■ **Instructions to follow**: Continue the LingoLearn development write-up below, picking up right after its final line.

■ **Document section**:
-*-*-
The Caching Bug That Wasted 6 Hours
I implemented aggressive caching of generated questions to avoid re-querying Gemini for the same video segment. The bug: I was caching by videoId + timestamp, but the timestamp was being floored to the nearest minute.
Two users watching the same video at 4:01 and 4:02 would generate different cache keys, doubling API calls. Worse, the same user rewinding slightly would get a completely different set of questions.
The fix was to cache by videoId + segmentIndex (which interval of the video they're in), making caching deterministic and dramatically reducing Gemini API costs.
Design Decisions & Rejected Alternatives
Why Gemini over GPT-4? Rate limits and cost. Gemini 1.5 Flash has generous free tier limits which made development iteration fast. For a hackathon, burn rate matters.
Why not use a vector DB for question deduplication? Overkill for MVP. Simple content hashing across the session was sufficient to avoid repeating questions within a single viewing session.
Why Next.js over a pure SPA? Server-side rendering for the analytics dashboard meant the charts loaded instantly rather than requiring a client-side fetch waterfall. SEO wasn't the goal — performance was.
Rejected: Browser extension approach My initial plan was a Chrome extension that overlaid quizzes directly on youtube.com. I dropped it because:
- Extension review takes time (bad for hackathons)
- YouTube's CSP headers made DOM injection unreliable
- Embedding an iframe within youtube.com caused auth cookie conflicts
The "bring your video URL to our platform" approach trades convenience for reliability.
Gamification & Personality
Dry quiz feedback kills motivation. LingoLearn uses personality-aware feedback:
- Correct + confident: "Nailed it. Next."
-*-*-
■ **Input data**:
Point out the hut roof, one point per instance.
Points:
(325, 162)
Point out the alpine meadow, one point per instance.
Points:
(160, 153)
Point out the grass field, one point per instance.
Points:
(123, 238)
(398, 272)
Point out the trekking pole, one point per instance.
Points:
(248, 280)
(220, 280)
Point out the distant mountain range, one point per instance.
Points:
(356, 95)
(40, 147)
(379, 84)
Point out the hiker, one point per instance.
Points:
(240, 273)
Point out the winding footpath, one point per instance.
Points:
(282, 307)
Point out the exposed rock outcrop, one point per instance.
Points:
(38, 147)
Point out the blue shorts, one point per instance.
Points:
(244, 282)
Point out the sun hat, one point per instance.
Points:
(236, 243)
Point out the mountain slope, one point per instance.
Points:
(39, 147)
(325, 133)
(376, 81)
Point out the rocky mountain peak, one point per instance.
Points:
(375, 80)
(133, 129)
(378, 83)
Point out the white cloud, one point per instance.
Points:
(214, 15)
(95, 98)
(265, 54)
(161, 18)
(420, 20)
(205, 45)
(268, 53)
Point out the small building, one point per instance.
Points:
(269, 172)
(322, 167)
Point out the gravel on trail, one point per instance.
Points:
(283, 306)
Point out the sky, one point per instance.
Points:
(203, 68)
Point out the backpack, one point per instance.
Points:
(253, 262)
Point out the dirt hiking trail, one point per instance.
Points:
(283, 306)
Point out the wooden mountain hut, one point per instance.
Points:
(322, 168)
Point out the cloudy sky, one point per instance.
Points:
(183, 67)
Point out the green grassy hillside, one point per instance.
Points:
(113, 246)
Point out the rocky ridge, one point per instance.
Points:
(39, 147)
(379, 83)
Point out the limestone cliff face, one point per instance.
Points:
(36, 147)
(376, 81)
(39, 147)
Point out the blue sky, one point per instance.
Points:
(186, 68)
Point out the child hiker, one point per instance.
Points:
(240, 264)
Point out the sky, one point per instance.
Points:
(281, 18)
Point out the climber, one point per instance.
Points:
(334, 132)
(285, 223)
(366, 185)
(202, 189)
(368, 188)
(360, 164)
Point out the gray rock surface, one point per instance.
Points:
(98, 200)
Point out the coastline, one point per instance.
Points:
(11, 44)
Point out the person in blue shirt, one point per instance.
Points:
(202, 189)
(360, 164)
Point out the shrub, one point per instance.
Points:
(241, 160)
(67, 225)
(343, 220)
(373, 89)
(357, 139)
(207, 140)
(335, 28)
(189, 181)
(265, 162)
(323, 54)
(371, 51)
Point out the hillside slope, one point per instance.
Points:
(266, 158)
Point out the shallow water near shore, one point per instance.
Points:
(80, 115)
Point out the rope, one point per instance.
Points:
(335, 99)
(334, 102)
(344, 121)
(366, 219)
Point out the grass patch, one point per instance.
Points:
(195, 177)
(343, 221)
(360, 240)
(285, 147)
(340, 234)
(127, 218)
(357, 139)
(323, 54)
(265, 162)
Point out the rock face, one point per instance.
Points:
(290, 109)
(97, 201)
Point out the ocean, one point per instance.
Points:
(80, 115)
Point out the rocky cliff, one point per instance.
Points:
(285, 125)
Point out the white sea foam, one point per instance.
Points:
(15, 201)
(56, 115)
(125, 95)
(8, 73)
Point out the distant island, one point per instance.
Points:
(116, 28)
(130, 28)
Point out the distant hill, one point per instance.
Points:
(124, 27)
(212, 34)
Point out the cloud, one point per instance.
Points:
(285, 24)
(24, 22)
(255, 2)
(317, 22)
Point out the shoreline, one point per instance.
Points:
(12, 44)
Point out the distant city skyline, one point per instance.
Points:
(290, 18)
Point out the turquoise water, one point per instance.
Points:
-*-*-
■ **Written answer**:
- Correct + hesitant phrasing: "Right answer, but you sound unsure — worth reviewing."
- Wrong + close: "You were in the right neighborhood. Here's what you missed:"
- Wrong + way off: "Let's back up. The video covers this at [timestamp]."
The timestamps in feedback are clickable — they jump the video back to the relevant section. This closes the feedback loop: wrong answer → return to source → re-watch → retry.
Technical Debt & Trade-offs
Things I'd fix with more time:
-
Question quality variance: Gemini occasionally generates trivial or ambiguous questions. A human-in-the-loop review queue + community upvoting would improve this over time.
-
No offline support: If the Gemini API is down, the whole quiz pipeline fails. A local fallback model (even a small one) would improve resilience.
-
Transcript quality for non-English videos: Auto-generated captions in Hindi or Spanish are notably worse than English ones. The quiz quality degrades accordingly.
-
Session persistence: If you close the tab mid-video, your progress is partially lost. Proper session checkpointing would fix this.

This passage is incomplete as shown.